Data records
● ● ●

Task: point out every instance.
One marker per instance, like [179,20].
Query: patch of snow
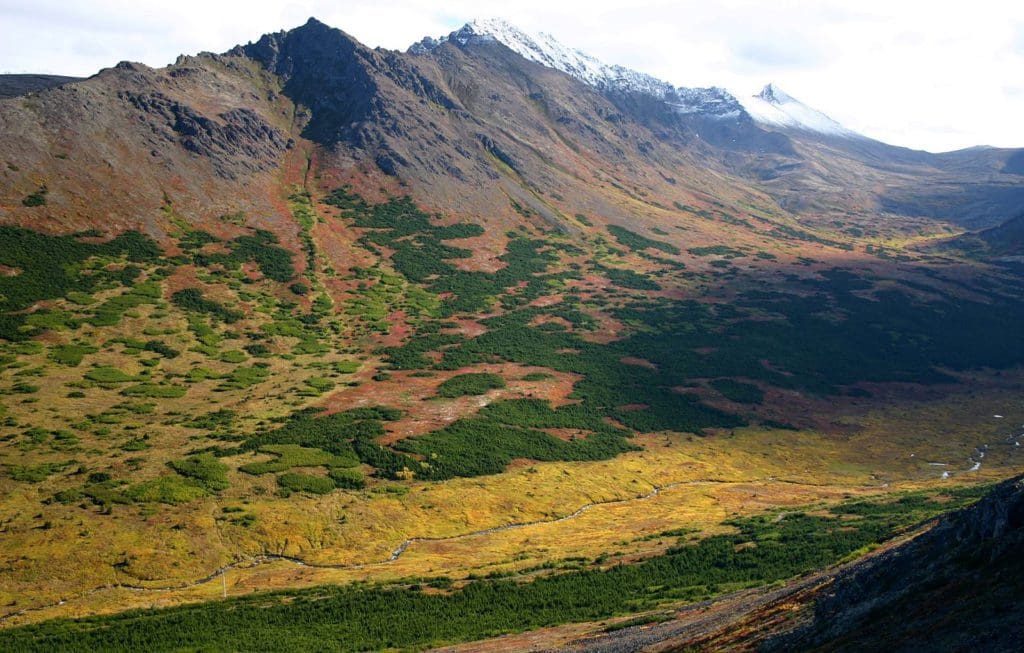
[548,51]
[775,107]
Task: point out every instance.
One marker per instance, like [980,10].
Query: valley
[328,331]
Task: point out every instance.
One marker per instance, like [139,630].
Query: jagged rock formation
[958,586]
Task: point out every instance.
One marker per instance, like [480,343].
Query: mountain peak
[775,95]
[548,51]
[775,107]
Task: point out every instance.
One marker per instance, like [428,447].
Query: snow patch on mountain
[546,50]
[773,106]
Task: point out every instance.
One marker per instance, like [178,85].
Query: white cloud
[929,75]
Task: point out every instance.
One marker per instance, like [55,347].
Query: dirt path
[253,561]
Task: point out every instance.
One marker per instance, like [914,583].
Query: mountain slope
[308,312]
[955,586]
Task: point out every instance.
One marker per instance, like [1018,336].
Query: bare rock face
[15,85]
[240,138]
[957,586]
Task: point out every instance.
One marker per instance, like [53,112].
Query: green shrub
[305,483]
[347,479]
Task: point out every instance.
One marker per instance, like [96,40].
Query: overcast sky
[930,75]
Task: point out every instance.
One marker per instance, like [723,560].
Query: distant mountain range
[502,114]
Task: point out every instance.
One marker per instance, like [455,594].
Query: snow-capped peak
[546,50]
[775,107]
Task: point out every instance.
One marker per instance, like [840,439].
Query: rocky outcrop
[957,586]
[240,138]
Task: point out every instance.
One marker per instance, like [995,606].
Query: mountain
[14,85]
[804,160]
[773,106]
[955,586]
[388,333]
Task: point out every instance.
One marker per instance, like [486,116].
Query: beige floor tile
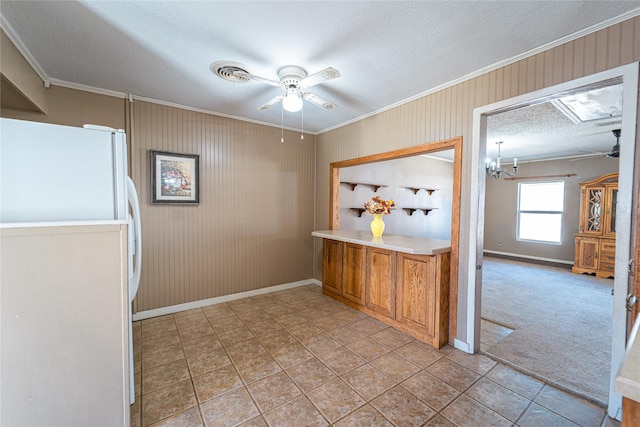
[196,330]
[245,349]
[246,364]
[476,362]
[298,412]
[226,323]
[196,345]
[255,422]
[395,366]
[162,339]
[320,344]
[229,409]
[273,391]
[217,382]
[368,382]
[453,374]
[439,421]
[162,355]
[188,418]
[345,334]
[499,399]
[391,338]
[418,354]
[518,382]
[291,354]
[310,374]
[196,318]
[341,360]
[164,375]
[536,416]
[254,368]
[168,401]
[160,326]
[335,399]
[207,361]
[230,336]
[365,416]
[466,412]
[217,311]
[403,408]
[431,390]
[367,348]
[574,409]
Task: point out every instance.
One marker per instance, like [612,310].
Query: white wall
[418,172]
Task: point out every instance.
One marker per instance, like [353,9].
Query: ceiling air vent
[227,70]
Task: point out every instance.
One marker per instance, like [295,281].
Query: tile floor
[298,358]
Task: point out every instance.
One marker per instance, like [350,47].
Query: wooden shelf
[416,189]
[410,211]
[353,185]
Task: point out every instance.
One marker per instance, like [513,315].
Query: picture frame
[175,178]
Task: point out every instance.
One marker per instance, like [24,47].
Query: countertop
[392,242]
[628,379]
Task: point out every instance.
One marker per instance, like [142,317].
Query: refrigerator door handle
[134,281]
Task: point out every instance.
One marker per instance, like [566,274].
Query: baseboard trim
[528,258]
[148,314]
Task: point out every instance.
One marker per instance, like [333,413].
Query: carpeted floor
[561,324]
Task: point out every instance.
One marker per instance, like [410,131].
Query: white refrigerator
[70,259]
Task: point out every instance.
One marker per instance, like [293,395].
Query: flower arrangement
[378,205]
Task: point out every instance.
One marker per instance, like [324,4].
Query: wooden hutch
[596,238]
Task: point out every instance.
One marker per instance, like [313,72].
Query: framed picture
[175,178]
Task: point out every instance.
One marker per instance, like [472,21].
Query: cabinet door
[592,210]
[610,204]
[354,272]
[381,275]
[587,252]
[416,292]
[332,266]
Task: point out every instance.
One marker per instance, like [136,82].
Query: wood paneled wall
[449,113]
[252,228]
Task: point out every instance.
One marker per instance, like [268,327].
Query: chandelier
[494,169]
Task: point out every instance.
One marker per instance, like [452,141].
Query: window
[540,207]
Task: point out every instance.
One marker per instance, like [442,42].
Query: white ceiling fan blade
[319,101]
[319,77]
[250,76]
[271,102]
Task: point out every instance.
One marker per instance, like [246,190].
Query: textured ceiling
[387,52]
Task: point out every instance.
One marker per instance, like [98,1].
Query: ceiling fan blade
[271,102]
[319,101]
[250,76]
[319,77]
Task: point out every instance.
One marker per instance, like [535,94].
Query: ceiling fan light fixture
[292,102]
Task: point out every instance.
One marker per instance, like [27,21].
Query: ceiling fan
[614,153]
[292,80]
[615,150]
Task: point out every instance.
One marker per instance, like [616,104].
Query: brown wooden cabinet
[354,273]
[381,281]
[332,267]
[595,242]
[409,292]
[423,295]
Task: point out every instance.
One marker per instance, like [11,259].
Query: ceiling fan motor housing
[291,76]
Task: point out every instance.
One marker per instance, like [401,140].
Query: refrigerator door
[61,173]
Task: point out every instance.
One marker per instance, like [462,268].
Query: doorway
[475,238]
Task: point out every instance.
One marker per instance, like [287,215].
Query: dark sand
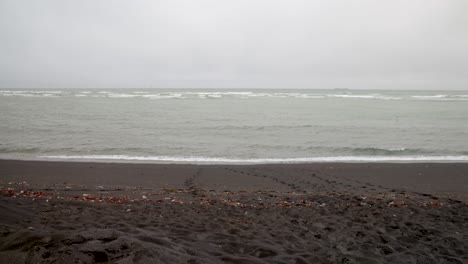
[70,212]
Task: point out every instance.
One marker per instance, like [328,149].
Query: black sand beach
[84,212]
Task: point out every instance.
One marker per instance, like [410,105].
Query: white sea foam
[365,96]
[221,160]
[233,94]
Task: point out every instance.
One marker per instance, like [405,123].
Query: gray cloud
[396,44]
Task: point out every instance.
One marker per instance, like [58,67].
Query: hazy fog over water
[420,44]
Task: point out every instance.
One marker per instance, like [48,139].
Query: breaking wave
[222,160]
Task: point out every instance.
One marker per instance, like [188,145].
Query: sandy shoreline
[64,212]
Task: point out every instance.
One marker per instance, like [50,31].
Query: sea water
[233,126]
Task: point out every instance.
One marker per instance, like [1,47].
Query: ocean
[234,126]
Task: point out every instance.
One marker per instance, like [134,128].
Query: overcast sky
[407,44]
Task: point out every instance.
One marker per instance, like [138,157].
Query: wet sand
[72,212]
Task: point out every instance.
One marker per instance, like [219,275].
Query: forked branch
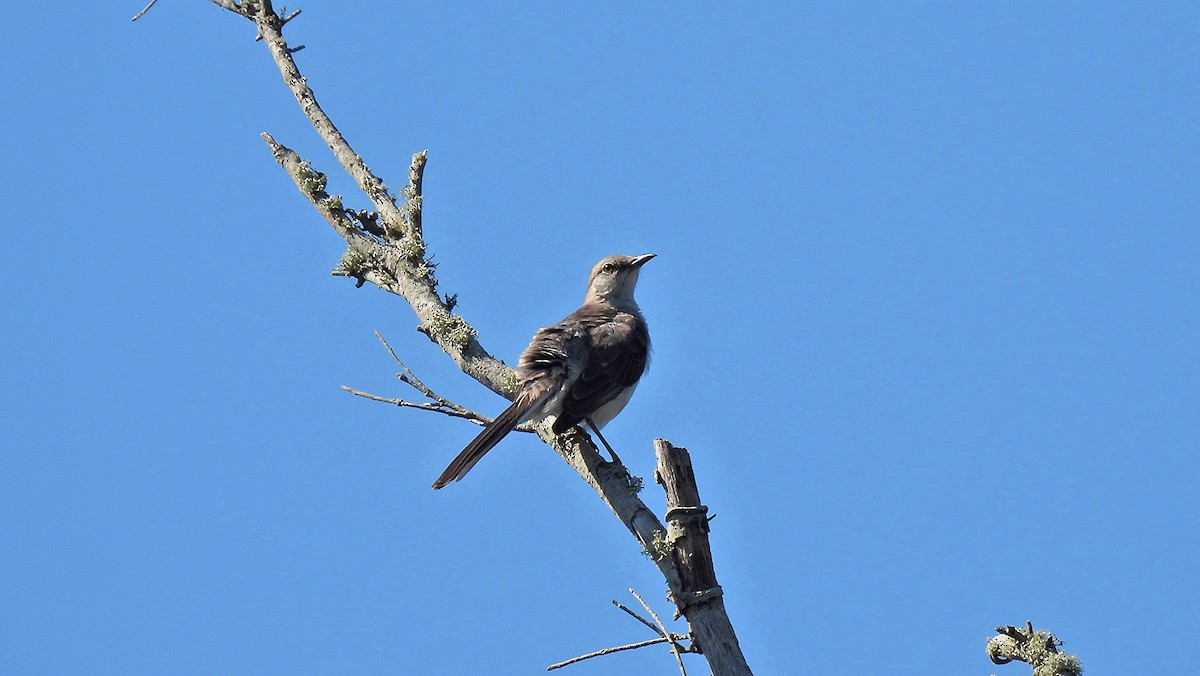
[385,246]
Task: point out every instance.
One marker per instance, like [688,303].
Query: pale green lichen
[450,329]
[353,262]
[312,181]
[658,548]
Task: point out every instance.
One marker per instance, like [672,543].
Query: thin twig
[144,10]
[411,378]
[457,412]
[606,651]
[639,617]
[675,646]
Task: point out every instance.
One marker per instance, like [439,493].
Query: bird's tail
[486,440]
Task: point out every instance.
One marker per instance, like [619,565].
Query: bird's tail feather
[486,440]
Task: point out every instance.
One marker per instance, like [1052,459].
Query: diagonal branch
[388,250]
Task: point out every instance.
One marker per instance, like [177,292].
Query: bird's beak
[641,261]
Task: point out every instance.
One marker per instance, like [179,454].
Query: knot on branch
[682,515]
[1039,650]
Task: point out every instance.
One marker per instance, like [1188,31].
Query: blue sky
[925,312]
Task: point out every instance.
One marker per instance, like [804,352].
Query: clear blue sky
[925,311]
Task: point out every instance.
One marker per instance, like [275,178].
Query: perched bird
[580,370]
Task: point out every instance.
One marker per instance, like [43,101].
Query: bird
[581,370]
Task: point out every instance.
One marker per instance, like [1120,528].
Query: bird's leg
[604,441]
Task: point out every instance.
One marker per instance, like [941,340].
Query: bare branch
[697,594]
[663,630]
[388,250]
[144,10]
[639,617]
[466,414]
[606,651]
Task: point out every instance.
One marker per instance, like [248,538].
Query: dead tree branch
[385,246]
[664,638]
[1039,650]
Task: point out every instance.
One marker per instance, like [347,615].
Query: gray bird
[580,370]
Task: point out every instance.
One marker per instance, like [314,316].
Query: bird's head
[615,276]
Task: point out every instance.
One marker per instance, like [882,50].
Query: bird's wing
[619,347]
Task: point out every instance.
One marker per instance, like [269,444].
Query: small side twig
[144,10]
[663,630]
[664,636]
[457,412]
[606,651]
[437,402]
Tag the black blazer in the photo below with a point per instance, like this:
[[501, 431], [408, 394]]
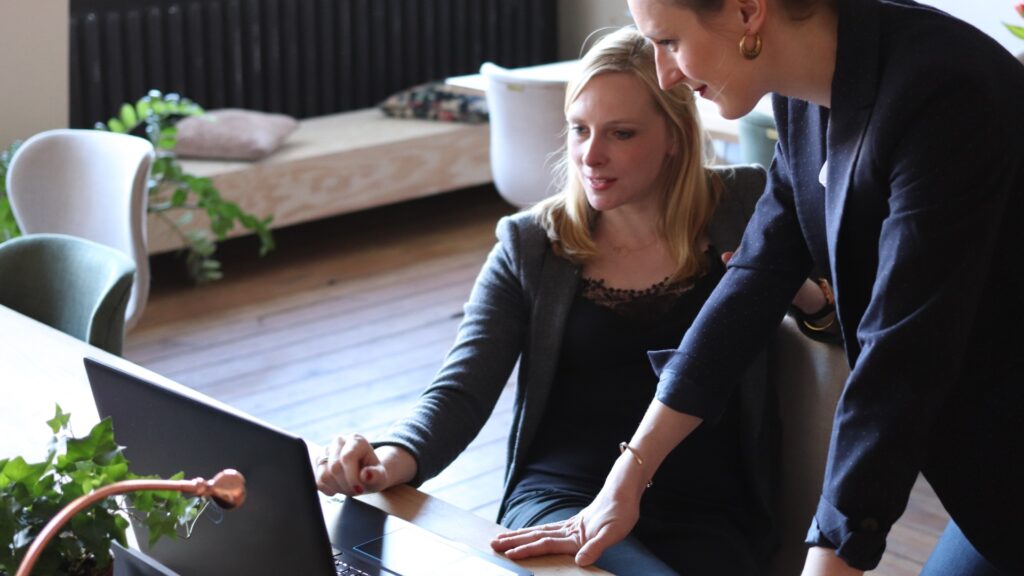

● ● ●

# TASK STATEMENT:
Pick out and copy every line of the items that contains the word "tail". Case counts.

# FINISHED EXERCISE:
Query: bird's tail
Query: bird's tail feather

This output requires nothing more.